Extract:
——————

Why are we permanently resettling refugees who say
their real wish is to go HOME? by
Ann Corcoran 3/2/17
Is this Muslim family really in any
danger? “Syrian refugee Firas al Ahmad, 30, looks out of the window at his
father’s house in Irbid, Jordan, the day before he left for the United States.”
© UNHCR/Houssam Hariri
That is one of the key questions you
should all be asking the Trump Administration as they sort through the millions
of refugees to find those they will admit to America. (Trump says his
Admin. will admit a whopping 50,000 this year!) Nayla Rush, writing at the Center for
Immigration Studies asks, how is the UNHCR picking the “lucky few?”
98.6% of the Syrians
entering the US now are Muslims In the case of the Syrians, in FY15,
FY16, and 5 months in to FY17 we admitted a total of 19,826 Syrians to the US.
19,562 are Muslims, mostly Sunnis. That means that 98.6% were Syrian
Muslims (via Wrapsnet). Why so few Christians?
Here is Rush at CIS: The United Nations High Commissioner for
Refugees (UNHCR) recently shared on its website the story of a Syrian refugee
family who was resettled from Jordan to Dallas. The 30-year-old
mechanic, Firas al Ahmad, his wife Samira and their three children fled to
Jordan at the end of 2013 when the fighting intensified near their home. The
family struggled there for over three years due to the “lack of legal work
opportunities” and welcomed UNHCR’s offer to resettle in the United States.

——————

Data extract:

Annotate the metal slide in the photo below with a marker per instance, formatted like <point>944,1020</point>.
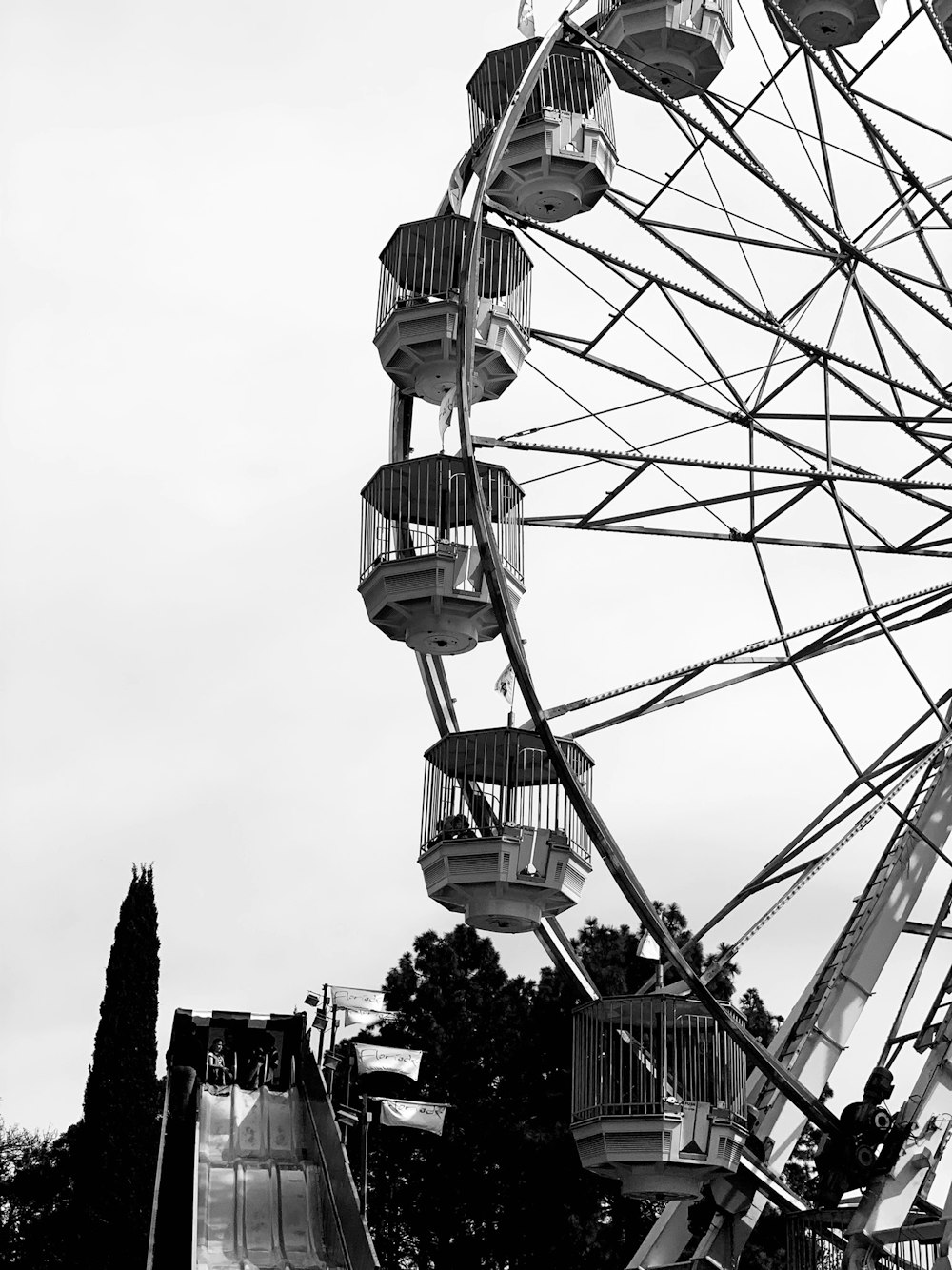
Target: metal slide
<point>257,1179</point>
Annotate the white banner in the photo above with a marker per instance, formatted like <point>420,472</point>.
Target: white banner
<point>526,22</point>
<point>358,999</point>
<point>413,1115</point>
<point>380,1058</point>
<point>366,1018</point>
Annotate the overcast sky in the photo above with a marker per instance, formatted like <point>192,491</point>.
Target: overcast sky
<point>194,196</point>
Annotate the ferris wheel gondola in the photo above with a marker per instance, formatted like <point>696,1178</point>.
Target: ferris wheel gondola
<point>803,299</point>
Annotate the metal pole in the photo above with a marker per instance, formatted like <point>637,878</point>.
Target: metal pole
<point>350,1062</point>
<point>365,1136</point>
<point>333,1026</point>
<point>320,1039</point>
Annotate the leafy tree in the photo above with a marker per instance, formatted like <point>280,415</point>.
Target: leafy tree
<point>36,1187</point>
<point>757,1018</point>
<point>118,1137</point>
<point>503,1187</point>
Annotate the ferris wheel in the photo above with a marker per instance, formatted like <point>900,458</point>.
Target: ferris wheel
<point>714,244</point>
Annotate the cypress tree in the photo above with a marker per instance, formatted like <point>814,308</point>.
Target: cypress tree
<point>120,1132</point>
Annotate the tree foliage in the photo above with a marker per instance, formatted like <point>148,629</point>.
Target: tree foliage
<point>36,1190</point>
<point>118,1137</point>
<point>503,1187</point>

——————

What this exercise asks:
**A)** Reproduce the refugee resettlement article from "98.6% of the" up to and including "so few Christians?".
**B)** According to the refugee resettlement article, why did the al Ahmad family struggle during their time in Jordan?
**C)** For each statement, say whether it agrees with the refugee resettlement article, and quote the words that decide it.
(i) A total of 19,826 Syrians were admitted to the US over FY15, FY16, and five months into FY17.
(ii) Firas al Ahmad worked as a teacher.
(iii) The family was resettled from Jordan to Dallas.

Results for the exercise:
**A)**
98.6% of the Syrians
entering the US now are Muslims In the case of the Syrians, in FY15,
FY16, and 5 months in to FY17 we admitted a total of 19,826 Syrians to the US.
19,562 are Muslims, mostly Sunnis. That means that 98.6% were Syrian
Muslims (via Wrapsnet). Why so few Christians?

**B)** The family struggled in Jordan for over three years because of the "lack of legal work opportunities" there.

**C)**
(i) Yes: "we admitted a total of 19,826 Syrians to the US."
(ii) No: "The 30-year-old mechanic, Firas al Ahmad"
(iii) Yes: "resettled from Jordan to Dallas."